━━━ TEXT ━━━

Bus management ‘mess up’ after Chiplun mishap
He was extremely lucky to have survived the Goa bus mishap at Chiplun in the wee hours of Tuesday, but a young sailor from Porvorim was critical of the bus representatives for badly managing the situation after the mishap.
Two of the four passengers who died in the mishap were seated behind and to the right of Aaron D’Silva, who was among the 40-odd passengers in the ill-fated inter-state bus proceeding to Mumbai.
Narrating the sequence of events, D’Silva recalled that the mishap took place shortly after the bus stopped for a short break at 3.30 am in Chiplun.
“The driver, cleaner and a passenger, who was to disembark, were in the cabin, while the second driver was resting. The bus then proceeded along the NH17 and within 15 minutes, the driver lost control of the speeding bus at a sharp turn near Savordia village. The bus veered off the road and struck trees before falling into a pit,” said D‘Silva.
He said the impact jolted all passengers, most of whom were fast asleep.
“Passengers on the right were flung towards passengers from the left and some fell out of the bus. The situation was horrific as four passengers lost their lives on the spot, while two others were seriously injured. About 19 others were hospitalised,” said D’Silva.
“One passenger to my right and another behind me died in the mishap. I was extremely lucky to have survived,” recalled D’Silva.

━━━ DATA FOR REVIEW ━━━

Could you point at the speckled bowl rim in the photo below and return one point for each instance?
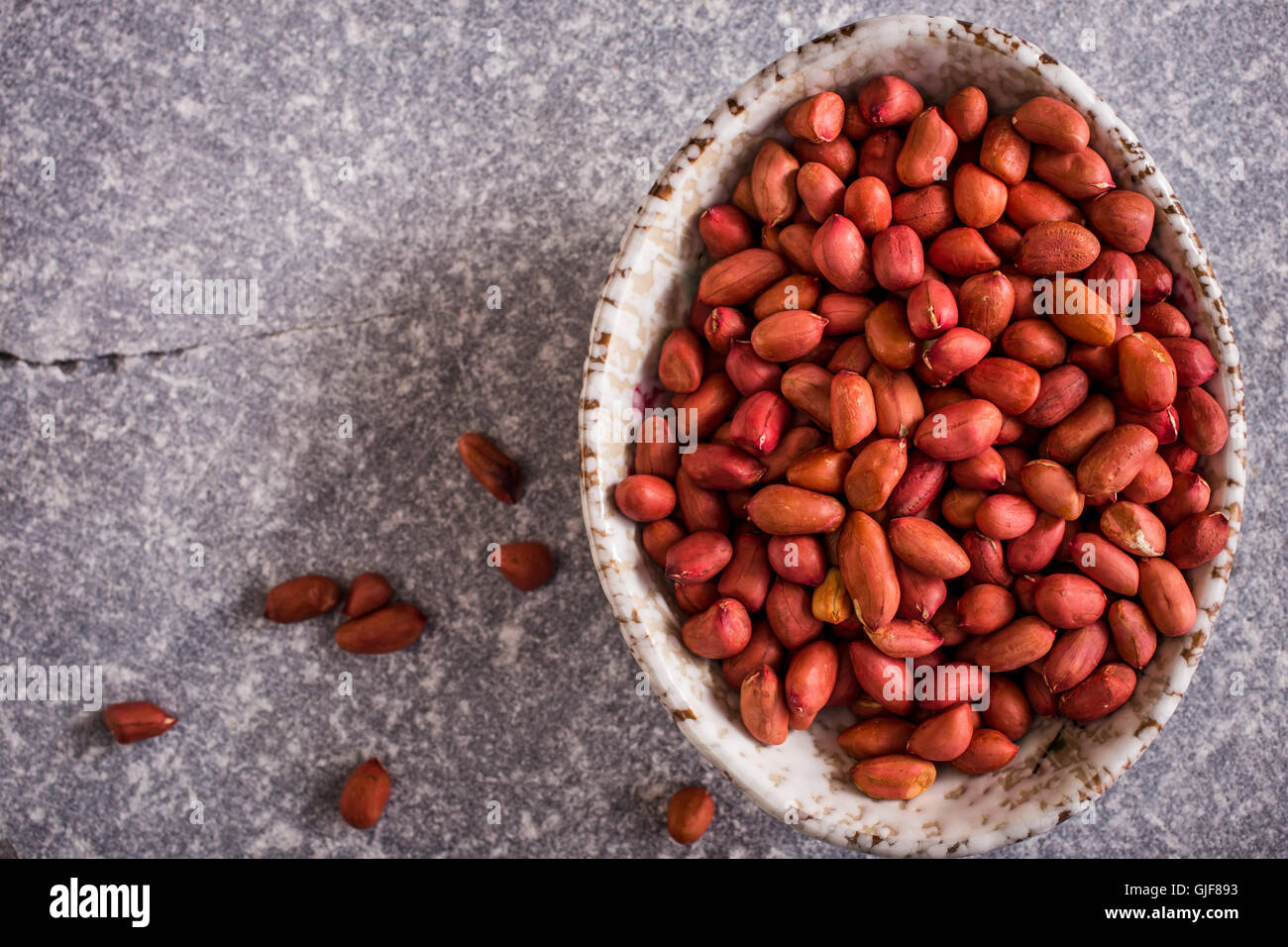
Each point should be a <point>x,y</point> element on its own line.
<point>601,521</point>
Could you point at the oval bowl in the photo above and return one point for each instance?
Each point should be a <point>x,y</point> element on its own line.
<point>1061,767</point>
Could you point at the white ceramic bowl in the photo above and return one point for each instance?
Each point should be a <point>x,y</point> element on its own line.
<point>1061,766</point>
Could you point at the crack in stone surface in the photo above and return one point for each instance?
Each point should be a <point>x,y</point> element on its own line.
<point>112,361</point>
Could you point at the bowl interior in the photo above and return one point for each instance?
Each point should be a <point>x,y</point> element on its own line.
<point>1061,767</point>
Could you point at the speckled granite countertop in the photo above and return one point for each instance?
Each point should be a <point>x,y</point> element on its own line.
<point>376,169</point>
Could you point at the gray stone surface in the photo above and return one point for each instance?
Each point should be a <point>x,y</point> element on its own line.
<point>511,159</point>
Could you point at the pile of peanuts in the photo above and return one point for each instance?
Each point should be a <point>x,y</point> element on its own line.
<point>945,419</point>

━━━

DESCRIPTION OF THE TASK:
Reproduce the news article on the Chiplun bus mishap word for word, from its headline to its final sentence.

ANSWER SPACE:
Bus management ‘mess up’ after Chiplun mishap
He was extremely lucky to have survived the Goa bus mishap at Chiplun in the wee hours of Tuesday, but a young sailor from Porvorim was critical of the bus representatives for badly managing the situation after the mishap.
Two of the four passengers who died in the mishap were seated behind and to the right of Aaron D’Silva, who was among the 40-odd passengers in the ill-fated inter-state bus proceeding to Mumbai.
Narrating the sequence of events, D’Silva recalled that the mishap took place shortly after the bus stopped for a short break at 3.30 am in Chiplun.
“The driver, cleaner and a passenger, who was to disembark, were in the cabin, while the second driver was resting. The bus then proceeded along the NH17 and within 15 minutes, the driver lost control of the speeding bus at a sharp turn near Savordia village. The bus veered off the road and struck trees before falling into a pit,” said D‘Silva.
He said the impact jolted all passengers, most of whom were fast asleep.
“Passengers on the right were flung towards passengers from the left and some fell out of the bus. The situation was horrific as four passengers lost their lives on the spot, while two others were seriously injured. About 19 others were hospitalised,” said D’Silva.
“One passenger to my right and another behind me died in the mishap. I was extremely lucky to have survived,” recalled D’Silva.